---------- SUPPLIED ENTRIES

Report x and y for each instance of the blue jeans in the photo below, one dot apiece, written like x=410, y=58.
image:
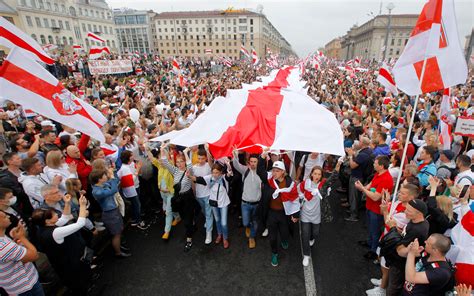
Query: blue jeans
x=135, y=209
x=374, y=225
x=37, y=290
x=249, y=217
x=166, y=196
x=220, y=215
x=206, y=211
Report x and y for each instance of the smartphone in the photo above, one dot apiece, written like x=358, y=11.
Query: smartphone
x=464, y=191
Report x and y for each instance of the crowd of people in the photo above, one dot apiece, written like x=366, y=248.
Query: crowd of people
x=60, y=189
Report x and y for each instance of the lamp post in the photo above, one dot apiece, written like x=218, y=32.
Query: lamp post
x=390, y=6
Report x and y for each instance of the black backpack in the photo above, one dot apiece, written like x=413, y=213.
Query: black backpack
x=368, y=170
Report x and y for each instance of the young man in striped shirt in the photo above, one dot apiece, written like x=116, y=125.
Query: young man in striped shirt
x=18, y=275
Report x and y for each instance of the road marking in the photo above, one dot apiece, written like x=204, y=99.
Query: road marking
x=309, y=280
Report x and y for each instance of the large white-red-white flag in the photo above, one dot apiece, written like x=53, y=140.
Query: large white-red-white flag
x=386, y=79
x=434, y=38
x=269, y=113
x=25, y=82
x=11, y=36
x=445, y=127
x=255, y=58
x=95, y=37
x=96, y=52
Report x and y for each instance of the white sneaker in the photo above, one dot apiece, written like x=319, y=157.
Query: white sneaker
x=377, y=291
x=376, y=282
x=306, y=260
x=208, y=238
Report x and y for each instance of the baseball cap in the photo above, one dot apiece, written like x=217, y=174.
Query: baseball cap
x=386, y=125
x=448, y=153
x=419, y=205
x=279, y=165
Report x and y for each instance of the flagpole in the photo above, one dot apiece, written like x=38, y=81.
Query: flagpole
x=407, y=141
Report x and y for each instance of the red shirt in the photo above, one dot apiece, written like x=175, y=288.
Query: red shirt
x=379, y=182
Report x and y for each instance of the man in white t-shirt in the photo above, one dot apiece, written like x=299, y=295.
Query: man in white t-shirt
x=307, y=163
x=201, y=169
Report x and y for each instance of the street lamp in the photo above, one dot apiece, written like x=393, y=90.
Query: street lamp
x=390, y=6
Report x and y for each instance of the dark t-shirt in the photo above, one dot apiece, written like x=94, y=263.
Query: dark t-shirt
x=362, y=159
x=439, y=276
x=413, y=230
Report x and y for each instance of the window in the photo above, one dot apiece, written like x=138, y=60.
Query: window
x=28, y=21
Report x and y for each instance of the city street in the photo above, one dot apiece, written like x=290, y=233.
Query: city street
x=159, y=268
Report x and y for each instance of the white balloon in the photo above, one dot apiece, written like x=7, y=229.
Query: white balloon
x=134, y=114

--------------------

* EXERCISE DESCRIPTION
No image belongs in the copy. Transcribe the full listing verbatim.

* WRITTEN REPLY
Report x and y for each instance of the blue jeans in the photo below, one dot apiece, written like x=410, y=58.
image:
Query: blue jeans
x=135, y=209
x=374, y=225
x=37, y=290
x=249, y=217
x=166, y=196
x=220, y=215
x=206, y=211
Report x and y for each instance of the smartphone in the photo above, one dot apiece, written like x=358, y=11.
Query: smartphone
x=464, y=191
Report x and y for each instance of the crowd of people in the photo above, one dot apiece, written like x=366, y=248.
Query: crowd of people
x=60, y=189
Report x and y for each instance of the lamp post in the photo above, one dot apiece, written like x=218, y=32.
Query: lamp post
x=390, y=6
Report x and y for each instance of the black backpack in the photo above, one dot apiece, written like x=413, y=213.
Query: black backpack
x=368, y=170
Report x and y for each instance of the young man in striped shirt in the photo above, one dot apiece, written like x=116, y=125.
Query: young man in striped shirt
x=18, y=275
Report x and y for each instance of the road marking in the photo above, one dot apiece, written like x=204, y=99.
Query: road marking
x=309, y=280
Report x and y for each instance of the large white-red-white flag in the photo above, one dot apiece, written like x=53, y=140.
Query: large white-red-white flag
x=386, y=79
x=434, y=38
x=269, y=113
x=25, y=82
x=11, y=36
x=445, y=127
x=255, y=58
x=95, y=37
x=96, y=52
Report x and y for each instance of the white sneaker in the photo above, one dot apiece, written like x=319, y=157.
Query: white sneaker
x=377, y=291
x=376, y=282
x=306, y=260
x=208, y=238
Report x and y for each instance of the baseball cap in the photo above, one dot apiece, written like x=217, y=174.
Query: baseball cap
x=386, y=125
x=448, y=153
x=419, y=205
x=279, y=165
Report x and y for each instance of the flagpole in the photo above, one dot apiece, written like x=38, y=81.
Query: flagpole
x=407, y=141
Report x and y for each instance of the red shirt in the photo above, one dot apiece, written like x=175, y=288.
Query: red shirt
x=379, y=182
Report x and y for each instance of the man in white t-shirt in the photo above, one dot apiece, written like x=299, y=295.
Query: man in white t-shirt
x=307, y=163
x=201, y=169
Report x and y for each instance of the street lamp in the photo above, one dot apiece, written like x=393, y=90.
Query: street lamp
x=390, y=6
Report x and y for each instance of the dark t-shirt in the photo above, one dot apiece, written like x=94, y=263.
Query: dark t-shirt
x=362, y=159
x=439, y=276
x=413, y=230
Report x and y for each instance of the window in the photo above, one dot apiece, written like x=138, y=60.
Query: window
x=28, y=21
Report x and y for each instance of the city street in the photo above, one dot apiece, written like x=290, y=233.
Query: city street
x=159, y=268
Report x and y for each instance of the white balloon in the photo above, one dot apiece, written like x=7, y=229.
Query: white balloon
x=134, y=114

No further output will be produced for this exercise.